> _Schriftliche Aufgabe 1_
Nenne alle Personen, die im Textauszug über Rezensionen zu Robert Misiks Buch mit Vor- und Nachnamen vorkommen.
> _Schriftliche Aufgabe 2_
Formatiere den Abschnitt der Datensätze von der Zeile, die „Please place a point on the raised“ enthält, bis zum Ende der Datensätze als Markdown-Tabelle mit den Spalten „Nr.“ und „Zeile“. Beide Enden gehören dazu, Leerzeilen entfallen.

Perlentaucher-Notiz zur Dlf-Rezension

Wer an die Zukunft glaubt, dem empfiehlt Rezensent Arno Orzessek Robert Misiks Ritt durch die Kunstgeschichte und ihre Resonanzen. Dass die künstlerische Avantgarde außerhalb der Kunst etwas bewegt hätte, möchte der Rezensent zwar bezweifeln, und Misik bringt dafür auch keine systematischen Belege. Doch wie Misik für die Kunst und die Künstler brennt, das erscheint Orzessek schön überschwänglich und mitreißend. Misiks Porträts, Analysen und Begriffserkundungen in Sachen revolutionäre Kunst sind laut Rezensent so divers wie emphatisch, so dicht wie radikal.

© Perlentaucher Medien GmbH

Frankfurter Allgemeine Zeitung - Rezension
Frankfurter Allgemeine Zeitung | Besprechung von 30.07.2022

Wie links die Moderne im Innersten doch ist
Robert Misik versichert zukünftigen Revolutionären, dass Künstler von Bedeutung immer auf ihrer Seite waren

"Die Moderne war immer noch eine lebensprühende Idee. Wie sehr man sich wünschte, dass ein wenig von der Kühnheit, dem Optimismus, der Verachtung für den Kommerz überlebt hätte." Mit anderen Worten: Früher war alles besser. Doch Susan Sontag, die Robert Misik zum Auftakt als Respektsperson zitiert, schrieb das in einem Alter, in dem man die eigene Melancholie leicht verwechselt mit dem Untergang des Abendlands. Misik dagegen ist eigentlich noch ein wenig zu jung und viel zu flott, zu hip für spätherbstliche Nostalgie. Natürlich, vielleicht war früher wirklich alles besser, kann durchaus sein. Dennoch ist es verblüffend, wie angenehm ein Gutteil linksdekorativer Zeitgeister sich eingestimmt hat auf den Kammerton der guten alten Kulturkritik: Ja, hätten wir wenigstens noch die braven Altachtundsechziger, dann . . .!

> _Datenauszug_

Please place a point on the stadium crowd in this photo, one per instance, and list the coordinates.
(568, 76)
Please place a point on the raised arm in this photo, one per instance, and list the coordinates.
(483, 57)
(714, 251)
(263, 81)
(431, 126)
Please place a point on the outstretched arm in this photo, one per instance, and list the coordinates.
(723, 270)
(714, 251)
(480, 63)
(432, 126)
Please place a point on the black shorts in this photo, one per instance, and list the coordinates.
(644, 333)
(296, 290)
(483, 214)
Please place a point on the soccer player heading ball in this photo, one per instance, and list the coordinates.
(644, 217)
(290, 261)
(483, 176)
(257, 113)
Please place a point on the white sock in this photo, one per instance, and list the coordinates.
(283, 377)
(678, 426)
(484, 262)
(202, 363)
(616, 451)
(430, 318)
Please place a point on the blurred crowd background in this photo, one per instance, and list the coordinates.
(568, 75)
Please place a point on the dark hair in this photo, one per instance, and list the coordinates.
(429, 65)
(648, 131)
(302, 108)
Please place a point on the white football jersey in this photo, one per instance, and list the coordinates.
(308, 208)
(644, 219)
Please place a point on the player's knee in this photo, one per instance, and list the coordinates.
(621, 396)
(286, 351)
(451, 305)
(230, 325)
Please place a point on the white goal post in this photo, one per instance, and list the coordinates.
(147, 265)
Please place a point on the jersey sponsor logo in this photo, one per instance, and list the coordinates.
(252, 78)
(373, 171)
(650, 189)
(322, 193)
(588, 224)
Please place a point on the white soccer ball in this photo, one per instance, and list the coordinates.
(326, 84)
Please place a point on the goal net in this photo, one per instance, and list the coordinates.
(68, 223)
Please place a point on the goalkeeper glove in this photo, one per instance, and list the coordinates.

> _Schriftliche Antwort 1_
Arno Orzessek, Robert Misik, Susan Sontag

> _Schriftliche Antwort 2_
| Nr. | Zeile |
|---|---|
| 1 | Please place a point on the raised arm in this photo, one per instance, and list the coordinates. |
| 2 | (483, 57) |
| 3 | (714, 251) |
| 4 | (263, 81) |
| 5 | (431, 126) |
| 6 | Please place a point on the outstretched arm in this photo, one per instance, and list the coordinates. |
| 7 | (723, 270) |
| 8 | (714, 251) |
| 9 | (480, 63) |
| 10 | (432, 126) |
| 11 | Please place a point on the black shorts in this photo, one per instance, and list the coordinates. |
| 12 | (644, 333) |
| 13 | (296, 290) |
| 14 | (483, 214) |
| 15 | Please place a point on the soccer player heading ball in this photo, one per instance, and list the coordinates. |
| 16 | (644, 217) |
| 17 | (290, 261) |
| 18 | (483, 176) |
| 19 | (257, 113) |
| 20 | Please place a point on the white sock in this photo, one per instance, and list the coordinates. |
| 21 | (283, 377) |
| 22 | (678, 426) |
| 23 | (484, 262) |
| 24 | (202, 363) |
| 25 | (616, 451) |
| 26 | (430, 318) |
| 27 | Please place a point on the blurred crowd background in this photo, one per instance, and list the coordinates. |
| 28 | (568, 75) |
| 29 | Please place a point on the dark hair in this photo, one per instance, and list the coordinates. |
| 30 | (429, 65) |
| 31 | (648, 131) |
| 32 | (302, 108) |
| 33 | Please place a point on the white football jersey in this photo, one per instance, and list the coordinates. |
| 34 | (308, 208) |
| 35 | (644, 219) |
| 36 | Please place a point on the player's knee in this photo, one per instance, and list the coordinates. |
| 37 | (621, 396) |
| 38 | (286, 351) |
| 39 | (451, 305) |
| 40 | (230, 325) |
| 41 | Please place a point on the white goal post in this photo, one per instance, and list the coordinates. |
| 42 | (147, 265) |
| 43 | Please place a point on the jersey sponsor logo in this photo, one per instance, and list the coordinates. |
| 44 | (252, 78) |
| 45 | (373, 171) |
| 46 | (650, 189) |
| 47 | (322, 193) |
| 48 | (588, 224) |
| 49 | Please place a point on the white soccer ball in this photo, one per instance, and list the coordinates. |
| 50 | (326, 84) |
| 51 | Please place a point on the goal net in this photo, one per instance, and list the coordinates. |
| 52 | (68, 223) |
| 53 | Please place a point on the goalkeeper glove in this photo, one per instance, and list the coordinates. |